Transcribe all the entries that follow, leaving nothing out.

====

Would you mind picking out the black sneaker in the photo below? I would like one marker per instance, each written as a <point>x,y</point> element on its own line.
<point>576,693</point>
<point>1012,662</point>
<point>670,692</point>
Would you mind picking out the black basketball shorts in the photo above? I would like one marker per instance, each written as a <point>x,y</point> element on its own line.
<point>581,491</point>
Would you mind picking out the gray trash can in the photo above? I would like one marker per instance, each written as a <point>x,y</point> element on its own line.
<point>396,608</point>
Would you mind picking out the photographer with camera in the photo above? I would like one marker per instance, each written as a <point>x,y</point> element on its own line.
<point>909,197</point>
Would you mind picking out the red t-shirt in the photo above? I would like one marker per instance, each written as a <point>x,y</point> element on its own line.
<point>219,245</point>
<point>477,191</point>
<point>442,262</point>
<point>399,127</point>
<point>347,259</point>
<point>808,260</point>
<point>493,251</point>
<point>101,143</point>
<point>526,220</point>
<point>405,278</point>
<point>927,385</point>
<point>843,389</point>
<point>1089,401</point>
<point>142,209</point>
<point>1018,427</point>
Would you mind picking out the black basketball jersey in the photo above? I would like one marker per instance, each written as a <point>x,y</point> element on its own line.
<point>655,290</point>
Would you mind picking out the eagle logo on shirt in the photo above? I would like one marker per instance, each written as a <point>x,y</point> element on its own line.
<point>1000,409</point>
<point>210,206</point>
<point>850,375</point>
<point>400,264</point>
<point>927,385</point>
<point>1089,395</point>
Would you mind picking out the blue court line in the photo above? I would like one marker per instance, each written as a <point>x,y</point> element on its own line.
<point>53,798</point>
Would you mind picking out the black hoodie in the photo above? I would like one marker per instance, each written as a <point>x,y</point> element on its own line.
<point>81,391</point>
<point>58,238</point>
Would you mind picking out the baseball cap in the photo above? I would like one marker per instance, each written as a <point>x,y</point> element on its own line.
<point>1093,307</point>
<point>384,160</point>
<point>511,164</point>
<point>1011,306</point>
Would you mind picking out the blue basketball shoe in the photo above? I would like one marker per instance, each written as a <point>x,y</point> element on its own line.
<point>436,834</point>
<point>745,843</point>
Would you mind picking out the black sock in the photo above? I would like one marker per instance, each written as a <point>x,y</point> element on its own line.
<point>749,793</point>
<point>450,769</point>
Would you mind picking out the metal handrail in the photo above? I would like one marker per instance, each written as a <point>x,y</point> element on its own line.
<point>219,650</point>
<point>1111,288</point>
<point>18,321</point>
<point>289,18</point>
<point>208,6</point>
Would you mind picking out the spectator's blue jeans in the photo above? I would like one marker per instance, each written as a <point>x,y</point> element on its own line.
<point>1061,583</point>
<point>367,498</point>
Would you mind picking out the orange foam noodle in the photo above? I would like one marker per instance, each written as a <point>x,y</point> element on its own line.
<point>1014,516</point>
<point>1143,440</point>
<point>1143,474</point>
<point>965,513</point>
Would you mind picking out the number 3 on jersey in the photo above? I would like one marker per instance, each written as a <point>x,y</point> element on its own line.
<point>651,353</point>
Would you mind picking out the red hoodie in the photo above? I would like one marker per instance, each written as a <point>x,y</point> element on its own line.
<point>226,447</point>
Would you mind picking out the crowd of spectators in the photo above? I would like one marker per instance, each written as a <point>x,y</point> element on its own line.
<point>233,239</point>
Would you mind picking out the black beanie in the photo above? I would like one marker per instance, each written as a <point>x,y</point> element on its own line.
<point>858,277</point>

====

Expected answer —
Would you mind picking out the black sneaker in the photo below? I would like one marker per instance, each written as a <point>x,y</point> element on its own line.
<point>576,693</point>
<point>1012,662</point>
<point>670,692</point>
Would you mind picking out the black basketball shorts in the photo above? I would like one marker per instance, each written as a <point>x,y</point> element on its own line.
<point>581,491</point>
Would you mind picking out the gray trash can in the photo above? I would like one marker per instance, each written as a <point>x,y</point> element on its own line.
<point>396,608</point>
Would you mind picking out the photographer with camera in the photo above? I would like one marker per instance, each written as a <point>x,y</point> element on its own line.
<point>909,197</point>
Would you mind picking out the red t-shirt in the photo above? I would like one marker per instance, each written as a <point>x,y</point> element on its own line.
<point>219,245</point>
<point>477,191</point>
<point>442,262</point>
<point>399,127</point>
<point>347,259</point>
<point>808,260</point>
<point>493,251</point>
<point>101,143</point>
<point>526,220</point>
<point>405,278</point>
<point>927,385</point>
<point>843,389</point>
<point>1089,401</point>
<point>142,209</point>
<point>1018,427</point>
Would you mind picking out the black basketball jersey in the photo above? I would like one marker per instance, each written as a <point>x,y</point> element on its own line.
<point>655,290</point>
Would you mind picking out the eagle logo on shirt in the photo above? I would like one marker per instance, each written as a <point>x,y</point> element on its own line.
<point>1000,409</point>
<point>210,206</point>
<point>850,375</point>
<point>400,264</point>
<point>927,385</point>
<point>1089,395</point>
Would you mind picking out the blue court line in the photo above? I would like one marker per instance, each written as a <point>x,y</point> element on its own line.
<point>53,798</point>
Would you mind picking out the black hoodie in the photo above? I would like one marker per instance, each written as a <point>x,y</point> element on its own line.
<point>81,391</point>
<point>58,238</point>
Would you mind picking out the baseball cap in the photo above? I would like one marker per instance, each written as a <point>x,y</point> element on its own line.
<point>1093,307</point>
<point>384,160</point>
<point>511,164</point>
<point>1011,306</point>
Would you mind picking out the blue basketball shoe in the photo above? I would like one marker per instance, each written as a <point>x,y</point> element on its own line.
<point>436,834</point>
<point>745,843</point>
Would you mind picking out the black sock in the photo above? I would like one marker per instance, each written as a <point>x,y</point> element on its own line.
<point>749,793</point>
<point>450,769</point>
Would you mind picking out the metal handrail in the photo above? I would like one marker per instance, each written as a <point>x,y</point> element on its own line.
<point>219,650</point>
<point>1111,288</point>
<point>18,321</point>
<point>289,18</point>
<point>208,6</point>
Would you mind picking out the spectator's blue jeans in the photo above? I would like one marker per instance, each written as a <point>x,y</point> element on its own line.
<point>1061,583</point>
<point>367,498</point>
Would you mind picking out the orange foam noodle in the photo above? I would like one marker per instance, each written as a <point>x,y</point> element on its own line.
<point>1014,516</point>
<point>1143,440</point>
<point>1143,474</point>
<point>965,513</point>
Would you mind picking out the number 3 on jersey in the photo above? I would like one marker per instance, each written as a <point>x,y</point> element on its own line.
<point>651,353</point>
Would you mind picking out the red hoodie in the photo above? I would like one marker per instance, each written as a <point>x,y</point> element on its own line.
<point>226,447</point>
Would you mind picking out the crowd of spectators in the photo above? I would like one marker per instance, each written as a <point>x,y</point> element on its own line.
<point>233,239</point>
Would you mind picking out the black beanie in the photo above? I would like one marker per instance, each written as a <point>x,y</point> element on its own line.
<point>858,277</point>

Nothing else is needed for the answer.